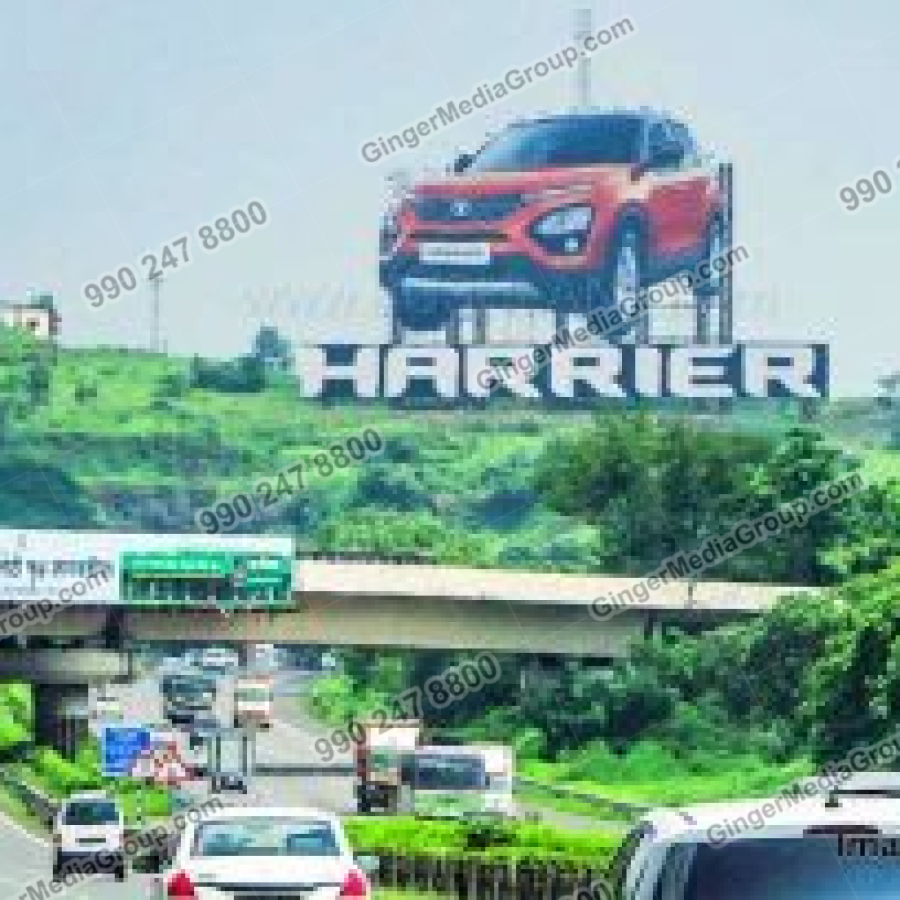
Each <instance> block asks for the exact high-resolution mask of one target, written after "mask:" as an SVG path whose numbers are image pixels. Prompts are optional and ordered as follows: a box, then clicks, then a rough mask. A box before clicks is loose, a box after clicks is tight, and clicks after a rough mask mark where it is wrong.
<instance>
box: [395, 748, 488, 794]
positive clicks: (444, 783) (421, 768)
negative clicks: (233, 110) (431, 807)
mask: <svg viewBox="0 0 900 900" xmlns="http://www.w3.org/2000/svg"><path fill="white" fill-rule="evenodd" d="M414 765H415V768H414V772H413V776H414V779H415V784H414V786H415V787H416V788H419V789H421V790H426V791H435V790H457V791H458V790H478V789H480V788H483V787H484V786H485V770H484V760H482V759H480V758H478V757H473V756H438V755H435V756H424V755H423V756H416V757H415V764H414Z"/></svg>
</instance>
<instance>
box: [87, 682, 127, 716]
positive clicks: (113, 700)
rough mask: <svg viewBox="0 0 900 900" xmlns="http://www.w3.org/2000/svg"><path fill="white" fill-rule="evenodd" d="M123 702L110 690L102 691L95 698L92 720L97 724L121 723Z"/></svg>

——

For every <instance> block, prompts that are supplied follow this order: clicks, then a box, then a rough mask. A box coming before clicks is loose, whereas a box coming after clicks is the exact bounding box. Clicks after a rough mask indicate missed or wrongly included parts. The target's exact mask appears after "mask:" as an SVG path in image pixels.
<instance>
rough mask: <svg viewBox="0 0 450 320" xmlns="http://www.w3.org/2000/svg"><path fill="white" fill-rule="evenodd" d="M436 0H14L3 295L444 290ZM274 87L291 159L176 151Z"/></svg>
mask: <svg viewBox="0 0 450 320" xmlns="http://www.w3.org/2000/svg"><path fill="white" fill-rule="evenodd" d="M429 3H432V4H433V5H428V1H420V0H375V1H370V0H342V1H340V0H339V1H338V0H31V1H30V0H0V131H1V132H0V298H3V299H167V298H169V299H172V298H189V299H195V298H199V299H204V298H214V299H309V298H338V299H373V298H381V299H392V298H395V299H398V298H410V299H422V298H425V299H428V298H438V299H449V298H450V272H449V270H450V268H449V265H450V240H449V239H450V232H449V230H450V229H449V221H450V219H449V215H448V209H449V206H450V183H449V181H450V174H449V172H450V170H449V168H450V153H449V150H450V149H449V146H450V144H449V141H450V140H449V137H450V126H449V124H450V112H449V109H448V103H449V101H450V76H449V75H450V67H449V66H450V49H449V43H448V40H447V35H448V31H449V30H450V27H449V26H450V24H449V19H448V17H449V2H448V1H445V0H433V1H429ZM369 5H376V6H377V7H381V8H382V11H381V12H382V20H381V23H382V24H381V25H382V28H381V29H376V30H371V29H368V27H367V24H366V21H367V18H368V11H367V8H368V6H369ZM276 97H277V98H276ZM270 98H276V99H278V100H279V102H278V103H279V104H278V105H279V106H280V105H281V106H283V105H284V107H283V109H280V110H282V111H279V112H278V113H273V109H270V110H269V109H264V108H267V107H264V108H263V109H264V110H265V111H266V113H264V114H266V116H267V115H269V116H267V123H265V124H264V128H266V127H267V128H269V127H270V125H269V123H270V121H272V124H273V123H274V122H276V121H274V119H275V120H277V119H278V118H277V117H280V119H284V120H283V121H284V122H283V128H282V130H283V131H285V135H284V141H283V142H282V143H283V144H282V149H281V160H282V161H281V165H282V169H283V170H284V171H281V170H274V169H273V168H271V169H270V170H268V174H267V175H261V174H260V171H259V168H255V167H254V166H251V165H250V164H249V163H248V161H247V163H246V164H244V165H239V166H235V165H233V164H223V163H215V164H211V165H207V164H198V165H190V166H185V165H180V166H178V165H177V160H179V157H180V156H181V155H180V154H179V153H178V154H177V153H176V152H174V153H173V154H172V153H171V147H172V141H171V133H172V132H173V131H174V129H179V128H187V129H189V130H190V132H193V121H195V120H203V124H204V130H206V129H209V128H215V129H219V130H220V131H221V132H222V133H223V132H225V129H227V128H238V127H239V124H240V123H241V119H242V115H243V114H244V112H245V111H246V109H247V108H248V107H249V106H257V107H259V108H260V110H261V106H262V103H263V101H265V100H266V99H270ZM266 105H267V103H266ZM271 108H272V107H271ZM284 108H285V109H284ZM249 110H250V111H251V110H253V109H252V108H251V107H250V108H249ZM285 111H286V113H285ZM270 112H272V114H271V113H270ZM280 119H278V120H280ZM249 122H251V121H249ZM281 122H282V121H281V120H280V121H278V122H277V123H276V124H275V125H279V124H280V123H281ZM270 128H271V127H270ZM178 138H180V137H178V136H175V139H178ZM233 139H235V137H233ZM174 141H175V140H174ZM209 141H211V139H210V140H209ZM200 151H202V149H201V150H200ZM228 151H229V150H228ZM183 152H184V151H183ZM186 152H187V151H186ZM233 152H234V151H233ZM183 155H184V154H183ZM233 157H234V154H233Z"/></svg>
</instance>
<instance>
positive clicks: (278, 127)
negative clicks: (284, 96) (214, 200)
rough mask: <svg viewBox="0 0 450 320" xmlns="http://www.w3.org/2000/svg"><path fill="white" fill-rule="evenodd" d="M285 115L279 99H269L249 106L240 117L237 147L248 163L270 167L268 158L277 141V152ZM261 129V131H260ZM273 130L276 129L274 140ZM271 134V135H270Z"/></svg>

——

Turn the part of the material that opens with the line containing "For every <instance>" and closes with the line containing "0H14L3 295L444 290ZM274" into a numbered list, one line per item, with blank lines left out.

1. For every <instance> block, prompts that are supplied follow this order: clicks, then a box, then a rough mask. A box coming before clicks is loose, whereas a box coming after clicks is the exact bounding box. Clicks after a rough mask indicate missed or wrongly included parts. The target's exact mask appears after "mask:" as an SVG path in image pixels.
2. <instance>
3. rough mask: <svg viewBox="0 0 450 320" xmlns="http://www.w3.org/2000/svg"><path fill="white" fill-rule="evenodd" d="M436 0H14L3 295L444 290ZM274 87L291 159L176 151Z"/></svg>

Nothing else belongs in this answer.